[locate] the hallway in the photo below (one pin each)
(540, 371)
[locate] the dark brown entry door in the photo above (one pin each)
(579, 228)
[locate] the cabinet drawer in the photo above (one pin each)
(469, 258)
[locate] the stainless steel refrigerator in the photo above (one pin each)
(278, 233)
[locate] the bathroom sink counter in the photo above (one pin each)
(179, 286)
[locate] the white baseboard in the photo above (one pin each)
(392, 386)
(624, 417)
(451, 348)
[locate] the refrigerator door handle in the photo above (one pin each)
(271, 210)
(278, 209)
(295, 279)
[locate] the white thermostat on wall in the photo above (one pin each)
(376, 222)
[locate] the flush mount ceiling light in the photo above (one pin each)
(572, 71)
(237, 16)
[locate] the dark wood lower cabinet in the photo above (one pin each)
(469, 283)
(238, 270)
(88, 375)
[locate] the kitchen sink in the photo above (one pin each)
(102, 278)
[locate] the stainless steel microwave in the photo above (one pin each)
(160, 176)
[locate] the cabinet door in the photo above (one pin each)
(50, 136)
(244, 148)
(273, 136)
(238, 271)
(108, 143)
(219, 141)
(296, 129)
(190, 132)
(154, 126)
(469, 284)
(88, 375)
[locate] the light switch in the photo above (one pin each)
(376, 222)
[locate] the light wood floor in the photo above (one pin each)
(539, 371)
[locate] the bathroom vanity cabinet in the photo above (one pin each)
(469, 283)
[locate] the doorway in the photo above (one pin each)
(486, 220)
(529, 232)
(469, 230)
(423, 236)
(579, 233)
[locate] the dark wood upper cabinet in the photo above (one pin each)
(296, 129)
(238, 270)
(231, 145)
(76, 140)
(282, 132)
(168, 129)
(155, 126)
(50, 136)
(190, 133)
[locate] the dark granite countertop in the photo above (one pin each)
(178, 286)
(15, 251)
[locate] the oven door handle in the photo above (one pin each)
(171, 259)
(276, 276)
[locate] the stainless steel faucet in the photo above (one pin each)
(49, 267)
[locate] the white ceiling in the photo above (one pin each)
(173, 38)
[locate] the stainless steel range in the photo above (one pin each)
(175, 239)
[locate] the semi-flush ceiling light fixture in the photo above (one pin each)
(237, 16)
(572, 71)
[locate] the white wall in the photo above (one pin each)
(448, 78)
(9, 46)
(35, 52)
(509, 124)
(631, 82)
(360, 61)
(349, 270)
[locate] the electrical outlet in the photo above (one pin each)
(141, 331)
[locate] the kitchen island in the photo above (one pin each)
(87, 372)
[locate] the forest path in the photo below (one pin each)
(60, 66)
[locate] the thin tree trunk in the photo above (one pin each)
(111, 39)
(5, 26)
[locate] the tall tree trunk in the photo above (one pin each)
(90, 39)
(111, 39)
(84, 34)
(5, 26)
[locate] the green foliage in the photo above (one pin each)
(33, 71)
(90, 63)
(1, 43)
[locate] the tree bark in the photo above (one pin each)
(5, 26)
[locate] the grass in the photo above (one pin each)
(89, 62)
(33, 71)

* **EXERCISE BRIEF**: Can you turn the part of the records above that opens with the line containing "[locate] the tall" and runs through the end of the records into a numbered list, leaving out blank lines?

* **CORRECT RESPONSE**:
1. [locate] the tall tree trunk in the photo above (one pin each)
2. (90, 39)
3. (111, 39)
4. (84, 34)
5. (5, 26)
6. [locate] the green foliage in the photo above (one pin each)
7. (33, 71)
8. (90, 63)
9. (1, 43)
10. [locate] the tree bark in the photo above (one pin each)
11. (5, 26)
12. [locate] the grass in the photo above (one pin each)
13. (89, 62)
14. (33, 71)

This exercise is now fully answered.